**WORK TO COMPLETE:**
Reproduce the listing exactly, please, with every line intact.

----- THE INPUT

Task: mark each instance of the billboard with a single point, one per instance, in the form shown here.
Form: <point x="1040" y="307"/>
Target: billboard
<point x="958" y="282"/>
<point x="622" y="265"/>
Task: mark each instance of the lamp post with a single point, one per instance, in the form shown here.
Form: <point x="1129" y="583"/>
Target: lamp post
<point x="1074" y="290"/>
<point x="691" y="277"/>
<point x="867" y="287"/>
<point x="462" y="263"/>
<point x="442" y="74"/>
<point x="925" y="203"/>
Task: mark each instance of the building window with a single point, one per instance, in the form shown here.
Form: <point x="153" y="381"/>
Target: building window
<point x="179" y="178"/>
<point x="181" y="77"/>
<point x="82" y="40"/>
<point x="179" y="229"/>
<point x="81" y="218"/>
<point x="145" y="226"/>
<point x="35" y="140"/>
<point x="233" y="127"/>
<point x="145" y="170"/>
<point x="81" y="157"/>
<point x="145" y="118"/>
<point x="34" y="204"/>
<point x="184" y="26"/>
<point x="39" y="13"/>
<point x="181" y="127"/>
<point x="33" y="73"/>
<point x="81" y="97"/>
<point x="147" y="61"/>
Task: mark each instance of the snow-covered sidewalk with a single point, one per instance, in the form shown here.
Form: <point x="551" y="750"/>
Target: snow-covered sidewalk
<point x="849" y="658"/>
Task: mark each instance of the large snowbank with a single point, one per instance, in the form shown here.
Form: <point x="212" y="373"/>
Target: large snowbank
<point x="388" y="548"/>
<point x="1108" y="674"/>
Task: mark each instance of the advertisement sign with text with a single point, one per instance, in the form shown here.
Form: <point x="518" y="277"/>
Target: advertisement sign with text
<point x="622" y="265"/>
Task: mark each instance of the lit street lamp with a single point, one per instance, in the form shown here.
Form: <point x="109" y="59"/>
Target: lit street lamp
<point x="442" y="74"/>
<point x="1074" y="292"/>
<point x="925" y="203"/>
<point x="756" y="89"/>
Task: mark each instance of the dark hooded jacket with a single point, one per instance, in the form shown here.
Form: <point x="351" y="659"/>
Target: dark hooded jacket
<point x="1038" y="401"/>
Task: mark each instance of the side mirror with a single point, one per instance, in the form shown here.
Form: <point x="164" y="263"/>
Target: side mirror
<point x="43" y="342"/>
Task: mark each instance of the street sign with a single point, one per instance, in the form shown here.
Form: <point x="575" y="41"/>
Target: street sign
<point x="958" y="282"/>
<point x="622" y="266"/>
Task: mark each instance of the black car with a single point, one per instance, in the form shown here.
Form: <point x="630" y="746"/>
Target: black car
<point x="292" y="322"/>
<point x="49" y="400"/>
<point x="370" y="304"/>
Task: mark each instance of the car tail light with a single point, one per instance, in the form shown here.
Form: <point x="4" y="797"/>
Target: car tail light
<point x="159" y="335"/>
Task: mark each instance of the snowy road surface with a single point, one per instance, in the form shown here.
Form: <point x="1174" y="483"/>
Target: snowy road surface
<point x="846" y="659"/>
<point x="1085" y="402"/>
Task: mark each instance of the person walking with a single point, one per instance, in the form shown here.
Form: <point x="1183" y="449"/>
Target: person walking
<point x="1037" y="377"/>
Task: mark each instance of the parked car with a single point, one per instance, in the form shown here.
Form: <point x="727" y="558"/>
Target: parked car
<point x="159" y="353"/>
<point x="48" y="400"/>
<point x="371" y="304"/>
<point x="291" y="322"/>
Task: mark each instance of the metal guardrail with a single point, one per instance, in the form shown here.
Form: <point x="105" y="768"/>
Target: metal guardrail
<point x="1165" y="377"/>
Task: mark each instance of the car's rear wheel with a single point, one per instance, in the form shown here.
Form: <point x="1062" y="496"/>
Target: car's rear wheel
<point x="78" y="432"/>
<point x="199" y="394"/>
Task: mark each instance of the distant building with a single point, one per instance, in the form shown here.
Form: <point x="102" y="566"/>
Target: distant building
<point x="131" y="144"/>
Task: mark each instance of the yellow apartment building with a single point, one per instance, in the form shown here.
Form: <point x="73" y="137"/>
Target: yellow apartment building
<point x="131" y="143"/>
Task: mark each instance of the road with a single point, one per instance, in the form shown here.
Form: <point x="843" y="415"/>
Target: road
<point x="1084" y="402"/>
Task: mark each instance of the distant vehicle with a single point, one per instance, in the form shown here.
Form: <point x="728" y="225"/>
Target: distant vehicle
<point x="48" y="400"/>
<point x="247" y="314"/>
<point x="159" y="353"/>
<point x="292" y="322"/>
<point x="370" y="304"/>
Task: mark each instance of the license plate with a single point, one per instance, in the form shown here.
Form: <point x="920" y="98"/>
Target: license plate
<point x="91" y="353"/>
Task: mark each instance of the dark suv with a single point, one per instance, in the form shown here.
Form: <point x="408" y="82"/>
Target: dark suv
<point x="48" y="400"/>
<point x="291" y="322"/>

----------

**EXPECTED OUTPUT:**
Task: mark each instance of the billboard with a single point, one per instance, in the form shown here.
Form: <point x="1040" y="307"/>
Target: billboard
<point x="958" y="282"/>
<point x="622" y="265"/>
Task: mark each instance of the lamp post with a single point, one per instance, in the form shown here.
Form: <point x="1129" y="583"/>
Target: lamp post
<point x="1074" y="290"/>
<point x="691" y="277"/>
<point x="867" y="287"/>
<point x="462" y="263"/>
<point x="442" y="74"/>
<point x="925" y="203"/>
Task: mark each instance of the building window with a single point, one per instance, in the form shown here.
Form: <point x="153" y="381"/>
Target: building window
<point x="179" y="178"/>
<point x="181" y="77"/>
<point x="82" y="40"/>
<point x="179" y="229"/>
<point x="81" y="218"/>
<point x="145" y="226"/>
<point x="35" y="140"/>
<point x="233" y="127"/>
<point x="145" y="170"/>
<point x="81" y="157"/>
<point x="145" y="118"/>
<point x="34" y="204"/>
<point x="184" y="26"/>
<point x="39" y="13"/>
<point x="181" y="127"/>
<point x="33" y="73"/>
<point x="81" y="97"/>
<point x="147" y="61"/>
Task: mark each instance of the snow-covered sidewalk with a single point, one per instance, in the form shown here.
Form: <point x="551" y="750"/>
Target: snow-covered sidewalk
<point x="849" y="658"/>
Task: mark each instance of the large snowbank with a single point, one per instance, in the form shown here.
Form: <point x="212" y="373"/>
Target: large snowbank
<point x="388" y="548"/>
<point x="1108" y="674"/>
Task: mark each instance of the advertisement sign with text with a single point, one per instance, in the form shown here.
Form: <point x="518" y="277"/>
Target: advertisement sign with text
<point x="622" y="265"/>
Task: mark each instance of the lit street lamp with a single point, one per instance, in the form shown here.
Form: <point x="109" y="59"/>
Target: lit street lamp
<point x="442" y="74"/>
<point x="1074" y="292"/>
<point x="925" y="203"/>
<point x="756" y="89"/>
Task: mark each instance of the dark hooded jacket with a single point, one per instance, in the form shown here.
Form: <point x="351" y="659"/>
Target: dark hooded jacket
<point x="1038" y="401"/>
Task: mark each instance of the side mirror with a single point, one per instance, in the form shown here.
Form: <point x="164" y="263"/>
Target: side mirror
<point x="43" y="342"/>
Task: mark each instance of the street sign with a single point, one per instance, in the form shown here.
Form: <point x="575" y="41"/>
Target: street sign
<point x="958" y="282"/>
<point x="622" y="266"/>
Task: mark each instance of the black car with a single point, one per instance, in the form shown here.
Form: <point x="630" y="746"/>
Target: black car
<point x="292" y="322"/>
<point x="49" y="400"/>
<point x="370" y="304"/>
Task: mark each instance of the car tail light with a single point, one per instance, in the form shown here.
Form: <point x="4" y="797"/>
Target: car tail light
<point x="159" y="335"/>
Task: mark each instance of the snowy road surface with a single point, one per instance, in the form shown here.
Form: <point x="1174" y="483"/>
Target: snowy road surface
<point x="846" y="659"/>
<point x="1085" y="402"/>
Task: mark each instance of the person walking with a single point, one per instance, in the form shown here.
Form: <point x="1183" y="449"/>
Target: person walking
<point x="1037" y="377"/>
Task: mark each instance of the parked car with a single point, one per instance, in the form shown here.
Form: <point x="727" y="558"/>
Target: parked car
<point x="159" y="353"/>
<point x="48" y="400"/>
<point x="371" y="304"/>
<point x="291" y="322"/>
Task: mark each instance of the metal guardrail with a single point, one per instance, in the form shown here.
Form: <point x="105" y="768"/>
Target: metal guardrail
<point x="1165" y="377"/>
Task: mark each instance of the car's rear wheel with a single point, one per instance, in the form shown here.
Form: <point x="1062" y="496"/>
Target: car's rear wheel
<point x="78" y="432"/>
<point x="199" y="394"/>
Task: mark each instance of the distant building with a single point, one per instance, in the form shown here.
Form: <point x="102" y="566"/>
Target: distant building
<point x="131" y="144"/>
Task: mark each instance of the yellow apartment building with a single point, one per instance, in the form shown here.
Form: <point x="73" y="137"/>
Target: yellow apartment building
<point x="131" y="143"/>
Task: mark each instance of the road with a single point, one per instance, in the form shown here.
Form: <point x="843" y="415"/>
Target: road
<point x="1084" y="402"/>
Task: mark each instance of the distant vehicle with a single point, one per instance, in the form shown here.
Form: <point x="728" y="225"/>
Target: distant vehicle
<point x="48" y="400"/>
<point x="247" y="314"/>
<point x="159" y="353"/>
<point x="292" y="322"/>
<point x="370" y="304"/>
Task: mark each instance of the license plate with a single point, one per instance, in the form shown here.
Form: <point x="920" y="98"/>
Target: license plate
<point x="91" y="353"/>
Task: mark each instance of the dark suv with a single point, one per instance, in the form shown here.
Form: <point x="408" y="82"/>
Target: dark suv
<point x="48" y="400"/>
<point x="291" y="322"/>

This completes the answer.